### Instruction 1
Translate this sentence from the Mindfulness Highway statement into Spanish: "I find that the asphalt is very interesting and even beautiful."
### Instruction 2
In the Mindfulness Highway statement, what are the dates of the exhibit?
### Instruction 3
Write the next part of the Mindfulness Highway statement, picking up after its final sentence.

### Extract

Aug 13 2022
Mindfulness Highway

Mindfulness Highway

Presented by Salt Lake City Public Library at Salt Lake City Public Library Main Branch

Paintings by Layne Meacham • Exhibit runs from August 13th to September 23rd 2022

ARTIST STATEMENT: “Mindfulness Highway 2022” is not a body of work as Edwin Twombly and Robert Rauschenberg suggested that “need not express anything at all, except itself”. On the contrary, Mindfulness Highway is intended to trigger the thousand experiences we have all had driving endlessly down the highways to arrive at an odd or beautiful place; however, I try to stress shape, color and most of all texture. Once we arrive at the destinations of wonder we seem to forget the highway, how it hypnotized us by staring forever at the lines on the highway as we sailed along, and all of the odds and ends we viewed on the way to the destinations, and the gas stations, quicky marts where we bought soda, coffee, chips, etc.; where we had our kids say over and over “are we there yet.” We now solely focus on the national geographic destination we were expected to go to so we could tell our friends we were there.

On another level, we never really see asphalt up close, even inches away. I find that the asphalt is very interesting and even beautiful. Here I have placed the road on a white wall in contrast to the black asphalt, which likely has never been seen in a gallery before in this fashion. Here the viewer is welcome to touch or even rub the road and the stripes. I also was thinking of Bogota, Colombia with a population of over 9,000,000 people, which I am fond of, and have visited quite frequently. Approximately 1,000,000 a day ride their bicycles every day in Bogota to their jobs or schools. You can rub the bicyclists painted on the asphalt and closely examine and contemplate the many times the long distances some cyclists travel every day in Utah.

Location annotation dataset excerpts:
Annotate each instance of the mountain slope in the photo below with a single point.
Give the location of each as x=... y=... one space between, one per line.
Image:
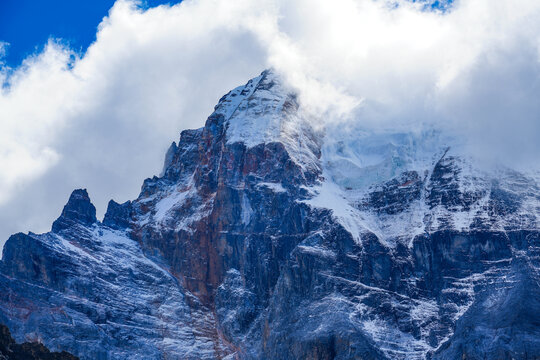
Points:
x=266 y=238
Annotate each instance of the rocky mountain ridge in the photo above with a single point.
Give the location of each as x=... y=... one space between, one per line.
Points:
x=264 y=239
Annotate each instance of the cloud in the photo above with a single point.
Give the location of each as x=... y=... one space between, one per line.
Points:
x=103 y=120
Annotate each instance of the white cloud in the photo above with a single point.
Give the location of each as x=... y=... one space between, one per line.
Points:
x=104 y=120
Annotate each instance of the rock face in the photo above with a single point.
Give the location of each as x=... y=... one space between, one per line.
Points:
x=10 y=350
x=265 y=238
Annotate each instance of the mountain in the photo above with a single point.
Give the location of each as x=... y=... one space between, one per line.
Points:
x=10 y=350
x=267 y=237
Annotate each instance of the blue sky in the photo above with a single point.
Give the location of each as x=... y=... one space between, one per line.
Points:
x=27 y=24
x=104 y=119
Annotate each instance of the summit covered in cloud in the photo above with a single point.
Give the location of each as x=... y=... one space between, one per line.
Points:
x=72 y=120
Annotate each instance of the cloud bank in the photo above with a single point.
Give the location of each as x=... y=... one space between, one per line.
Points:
x=103 y=119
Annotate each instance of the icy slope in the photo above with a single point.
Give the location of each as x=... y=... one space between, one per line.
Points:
x=265 y=239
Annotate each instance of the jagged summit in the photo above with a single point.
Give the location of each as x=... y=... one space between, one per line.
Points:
x=79 y=209
x=264 y=239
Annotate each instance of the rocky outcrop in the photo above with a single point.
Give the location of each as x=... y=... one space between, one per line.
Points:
x=10 y=350
x=261 y=240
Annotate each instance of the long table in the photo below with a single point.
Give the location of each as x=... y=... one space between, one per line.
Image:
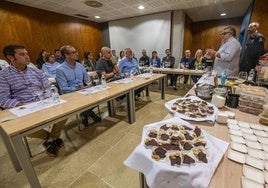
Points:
x=14 y=130
x=229 y=173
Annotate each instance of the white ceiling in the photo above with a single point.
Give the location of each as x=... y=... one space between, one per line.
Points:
x=197 y=10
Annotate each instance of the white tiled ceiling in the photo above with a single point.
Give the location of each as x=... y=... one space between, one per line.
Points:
x=197 y=10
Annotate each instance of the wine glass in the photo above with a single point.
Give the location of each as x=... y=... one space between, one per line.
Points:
x=243 y=75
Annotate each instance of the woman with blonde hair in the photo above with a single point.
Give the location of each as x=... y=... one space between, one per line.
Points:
x=199 y=63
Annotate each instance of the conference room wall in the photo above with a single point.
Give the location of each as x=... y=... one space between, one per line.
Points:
x=206 y=34
x=260 y=14
x=39 y=29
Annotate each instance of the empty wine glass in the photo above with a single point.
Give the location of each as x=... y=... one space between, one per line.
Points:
x=243 y=75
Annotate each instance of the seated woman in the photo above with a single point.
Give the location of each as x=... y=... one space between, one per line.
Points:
x=50 y=65
x=89 y=63
x=155 y=61
x=199 y=63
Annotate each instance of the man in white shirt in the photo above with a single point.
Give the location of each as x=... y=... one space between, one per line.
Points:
x=228 y=55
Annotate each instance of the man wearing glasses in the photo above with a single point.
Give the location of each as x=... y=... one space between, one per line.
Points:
x=253 y=49
x=228 y=55
x=72 y=76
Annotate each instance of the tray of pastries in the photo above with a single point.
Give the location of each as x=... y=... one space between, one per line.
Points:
x=177 y=144
x=192 y=108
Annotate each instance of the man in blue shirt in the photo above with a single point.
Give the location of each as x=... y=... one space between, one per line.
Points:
x=128 y=65
x=72 y=76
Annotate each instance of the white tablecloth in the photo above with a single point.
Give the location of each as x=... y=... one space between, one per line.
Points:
x=162 y=175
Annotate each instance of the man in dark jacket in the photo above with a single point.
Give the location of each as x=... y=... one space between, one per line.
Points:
x=254 y=48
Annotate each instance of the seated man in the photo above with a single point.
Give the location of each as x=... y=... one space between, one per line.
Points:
x=72 y=76
x=130 y=64
x=17 y=85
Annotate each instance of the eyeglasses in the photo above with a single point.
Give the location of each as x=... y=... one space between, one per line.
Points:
x=224 y=33
x=73 y=52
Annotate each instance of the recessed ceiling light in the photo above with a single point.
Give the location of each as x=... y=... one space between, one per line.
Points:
x=141 y=7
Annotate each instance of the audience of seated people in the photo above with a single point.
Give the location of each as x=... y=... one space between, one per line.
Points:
x=186 y=63
x=168 y=62
x=19 y=84
x=72 y=76
x=155 y=61
x=50 y=65
x=41 y=59
x=88 y=62
x=199 y=63
x=144 y=59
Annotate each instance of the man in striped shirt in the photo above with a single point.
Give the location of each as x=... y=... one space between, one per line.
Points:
x=19 y=84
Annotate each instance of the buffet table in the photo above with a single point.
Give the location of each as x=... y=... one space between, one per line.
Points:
x=13 y=128
x=228 y=173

### Exercise output 1
Me parece que el asfalto es muy interesante e incluso hermoso.

### Exercise output 2
August 13th to September 23rd 2022.

### Exercise output 3
ARTIST BIO: Layne Richard Meacham was born in Murray, Utah in 1948. Meacham is an abstract painter, he uses mixed-media, oil, or acrylics, cement and concrete to paint his paintings.

He began studying art at his junior high school with David Chaplin (artist, educator, and former University professor) who also provided him with private classes. At that time, he also took many classes at the Salt Lake Art Barn, now known as the Finch Lane Gallery (1963-1967). He then dropped out of public school to paint. In 1967 he went into the Marine Corps and was sent to Vietnam. After receiving the Bronze Star, he returned to Utah to pursue a degree. As an undergraduate he studied under Don Doxey at Westminster College in Salt Lake City, doing still life and figure drawing. He also took classes ate the Salt Lake Art Center. While pursuing his Master in social work at Columbia University, he attended classes at the Arts Student League in New York City. Due to family health concerns he transferred to the University of Utah where he continued to take art classes while completing his MSW. Meacham is now a licensed psychotherapist.

Layne likes to travel to glean ideas for new projects. He has visited Bogota, Colombia and explored its rich, diverse landscape. Upon his return to Utah, he displayed many colored paintings at Finch Lane that documented his adventures in South America’s Andes Mountains, and more particularly the handbill-ridden walls of Bogota that still have a resounding “Viva Che Vive”. His work is powerful enough and big enough to really cast a mood. And yet, there is a quality of innocence to his work in juxtaposition to his difficult life experiences.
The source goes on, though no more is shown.